#### Task material:
— START —

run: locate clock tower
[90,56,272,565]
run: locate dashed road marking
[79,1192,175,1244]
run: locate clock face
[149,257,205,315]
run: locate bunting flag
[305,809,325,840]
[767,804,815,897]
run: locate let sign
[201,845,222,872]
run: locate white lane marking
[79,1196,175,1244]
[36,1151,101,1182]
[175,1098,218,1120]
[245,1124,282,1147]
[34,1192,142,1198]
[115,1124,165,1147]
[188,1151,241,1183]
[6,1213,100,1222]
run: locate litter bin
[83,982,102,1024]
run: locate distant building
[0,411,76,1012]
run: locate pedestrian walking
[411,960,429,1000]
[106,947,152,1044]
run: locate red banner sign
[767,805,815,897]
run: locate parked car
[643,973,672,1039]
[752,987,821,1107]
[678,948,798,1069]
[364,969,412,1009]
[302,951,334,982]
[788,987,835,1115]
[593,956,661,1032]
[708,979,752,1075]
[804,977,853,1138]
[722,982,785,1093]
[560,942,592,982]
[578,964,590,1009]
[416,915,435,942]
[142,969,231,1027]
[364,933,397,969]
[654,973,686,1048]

— END —

#### Directions:
Please rewrite the data above, changing every "parked car" to "stationary vehicle" and leaving the rest untouched.

#### Task solution:
run: locate clock tower
[90,56,272,565]
run: locate dashed road marking
[79,1192,175,1244]
run: locate clock face
[149,257,205,315]
run: locate bunting flag
[305,809,325,840]
[767,804,815,897]
run: locate let sign
[201,845,222,872]
run: locate white lane marking
[79,1196,175,1244]
[36,1151,101,1182]
[175,1098,218,1120]
[245,1124,282,1147]
[34,1192,142,1198]
[115,1124,165,1147]
[188,1151,241,1183]
[6,1213,100,1222]
run: locate litter bin
[83,982,102,1024]
run: locate distant building
[0,411,76,1012]
run: locate pedestrian walking
[411,960,429,1000]
[106,947,152,1044]
run: locate red banner sign
[767,805,815,897]
run: locate stationary vehicle
[643,973,672,1039]
[752,987,821,1107]
[678,948,798,1069]
[364,969,412,1009]
[302,951,334,982]
[788,987,835,1115]
[593,956,661,1032]
[708,979,752,1075]
[804,977,853,1138]
[722,982,785,1093]
[560,942,592,982]
[578,964,590,1009]
[416,915,435,942]
[142,969,231,1027]
[364,933,397,969]
[654,973,686,1048]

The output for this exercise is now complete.